**Task statement:**
Please retype every line of the material below without changing a single character.

═══ Data shown ═══

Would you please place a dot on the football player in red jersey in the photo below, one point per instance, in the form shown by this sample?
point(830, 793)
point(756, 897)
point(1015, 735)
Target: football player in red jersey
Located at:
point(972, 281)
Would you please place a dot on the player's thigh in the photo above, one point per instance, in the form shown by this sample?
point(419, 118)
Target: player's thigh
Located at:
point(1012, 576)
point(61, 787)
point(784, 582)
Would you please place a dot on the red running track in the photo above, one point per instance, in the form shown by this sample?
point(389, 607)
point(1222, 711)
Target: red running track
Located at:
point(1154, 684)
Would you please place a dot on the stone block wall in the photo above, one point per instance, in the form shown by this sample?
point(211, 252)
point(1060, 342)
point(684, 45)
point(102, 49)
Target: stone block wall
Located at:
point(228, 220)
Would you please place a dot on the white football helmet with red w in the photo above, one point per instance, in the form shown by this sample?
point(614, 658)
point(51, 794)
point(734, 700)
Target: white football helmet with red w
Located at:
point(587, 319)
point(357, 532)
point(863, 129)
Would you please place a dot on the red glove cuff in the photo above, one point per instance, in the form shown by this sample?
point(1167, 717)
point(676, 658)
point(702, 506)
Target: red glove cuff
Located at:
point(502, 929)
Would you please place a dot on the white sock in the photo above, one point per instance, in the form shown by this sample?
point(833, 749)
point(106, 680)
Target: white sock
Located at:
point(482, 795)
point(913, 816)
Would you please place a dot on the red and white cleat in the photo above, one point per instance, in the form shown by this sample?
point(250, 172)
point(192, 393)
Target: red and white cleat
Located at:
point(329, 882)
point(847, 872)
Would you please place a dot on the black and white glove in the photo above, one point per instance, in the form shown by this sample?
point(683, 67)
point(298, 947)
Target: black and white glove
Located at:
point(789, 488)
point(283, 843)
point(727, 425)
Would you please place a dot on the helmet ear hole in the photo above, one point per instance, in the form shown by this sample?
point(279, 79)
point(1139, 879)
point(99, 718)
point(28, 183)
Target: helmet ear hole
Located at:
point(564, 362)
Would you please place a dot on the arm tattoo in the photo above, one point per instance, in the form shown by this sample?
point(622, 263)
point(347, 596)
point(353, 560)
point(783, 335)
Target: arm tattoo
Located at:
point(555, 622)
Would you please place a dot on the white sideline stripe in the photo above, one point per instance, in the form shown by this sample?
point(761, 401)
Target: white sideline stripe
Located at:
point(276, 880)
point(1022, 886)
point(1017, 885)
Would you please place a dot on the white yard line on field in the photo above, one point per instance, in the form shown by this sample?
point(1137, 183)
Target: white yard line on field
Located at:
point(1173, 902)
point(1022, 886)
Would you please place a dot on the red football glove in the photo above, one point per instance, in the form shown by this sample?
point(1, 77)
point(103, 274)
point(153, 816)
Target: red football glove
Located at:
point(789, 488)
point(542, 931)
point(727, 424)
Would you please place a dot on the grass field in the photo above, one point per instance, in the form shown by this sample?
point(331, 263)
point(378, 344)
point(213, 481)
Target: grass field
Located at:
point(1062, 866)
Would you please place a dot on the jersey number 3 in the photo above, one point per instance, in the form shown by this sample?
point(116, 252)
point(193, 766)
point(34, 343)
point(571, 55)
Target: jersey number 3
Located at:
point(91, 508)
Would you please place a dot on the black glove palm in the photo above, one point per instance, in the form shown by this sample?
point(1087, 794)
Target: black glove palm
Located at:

═══

**Exercise solution:**
Would you please place a dot on the football player in red jersey in the photo below, one point per instance, in the form shown by this sample?
point(830, 793)
point(756, 897)
point(1015, 735)
Target: football player in red jersey
Located at:
point(972, 281)
Would you please place a dot on the player's thigh in the photo above, one point per instance, in the form shown by this sample?
point(419, 118)
Target: player's thigh
Located at:
point(1012, 576)
point(61, 787)
point(784, 582)
Would you please place a dot on the red running track in the photo above, one point per instance, in the form shown by this sample?
point(389, 607)
point(1222, 711)
Target: red running track
Located at:
point(1154, 684)
Would you please place a dot on the stone block wall in the photo above, one point per instance, in the form shown by this sample?
point(211, 252)
point(1060, 342)
point(684, 45)
point(102, 49)
Target: stone block wall
Located at:
point(228, 220)
Would you please place a dot on the white football helmet with red w in the photo above, one point per instance, in the form shown by this sample?
point(614, 658)
point(51, 794)
point(734, 700)
Target: white football helmet with red w
Located at:
point(587, 319)
point(357, 532)
point(863, 129)
Would you please place a dot on the red glove cuff in the photo above, one point per instance, in the form shown by this sample?
point(1167, 717)
point(676, 658)
point(702, 506)
Target: red glove cuff
Located at:
point(502, 929)
Would you please place a dot on the white sock in the photo above, one point per instance, in the form shown by this sample?
point(833, 749)
point(106, 680)
Target: white sock
Located at:
point(482, 795)
point(913, 816)
Would you please place a dot on the red and white cleat in the photo above, one point per instance, in the form shown by this sample?
point(250, 172)
point(192, 393)
Target: red and white cleat
Located at:
point(329, 882)
point(847, 872)
Would you please place a dot on the black and white glove in the photo above, one point per instance, in the form shown by this sample?
point(683, 67)
point(298, 947)
Target: black and white glove
Located at:
point(789, 488)
point(283, 843)
point(727, 425)
Would you please place a dot on the helmet ear hole in the photo above, one point per instance, in the form shown by this sample?
point(279, 79)
point(1139, 879)
point(99, 718)
point(28, 183)
Target: helmet ear hole
Located at:
point(564, 362)
Would you please place a dot on the arm tattoo in the photo above, one point per instance, in the form shown by this sample?
point(622, 263)
point(347, 596)
point(353, 560)
point(783, 335)
Target: arm tattoo
Located at:
point(555, 622)
Would you please place a dot on the white sideline stripe in the photo above, one point per instance, in the form shown by this sample?
point(761, 401)
Target: white sideline stripe
Located at:
point(276, 880)
point(1022, 886)
point(1017, 885)
Would you please place a dot on the white yard line on field in the photo above, one point per instance, in the form shown by this sample?
point(1137, 183)
Target: white yard line on field
Located at:
point(1173, 902)
point(1022, 886)
Would you please place a dot on the red football glove in the photo above, one point per instance, in the form shown by this sample?
point(1, 77)
point(103, 274)
point(153, 816)
Target: red football glove
Located at:
point(789, 488)
point(542, 931)
point(727, 424)
Would you please place a dot on the grass field in the photo above, one point per instance, in the form shown by this sample?
point(331, 263)
point(378, 344)
point(213, 481)
Target: grass field
Located at:
point(1062, 866)
Would you please place a dot on the jersey number 3 in the photo above, one point per instance, in the form shown by this sample?
point(116, 252)
point(193, 766)
point(34, 343)
point(571, 55)
Target: jersey number 3
Located at:
point(91, 508)
Would you please place a dot on the black glove palm in the photo above, one point per instance, in the form shown by this sample?
point(1087, 794)
Target: black glove palm
Located at:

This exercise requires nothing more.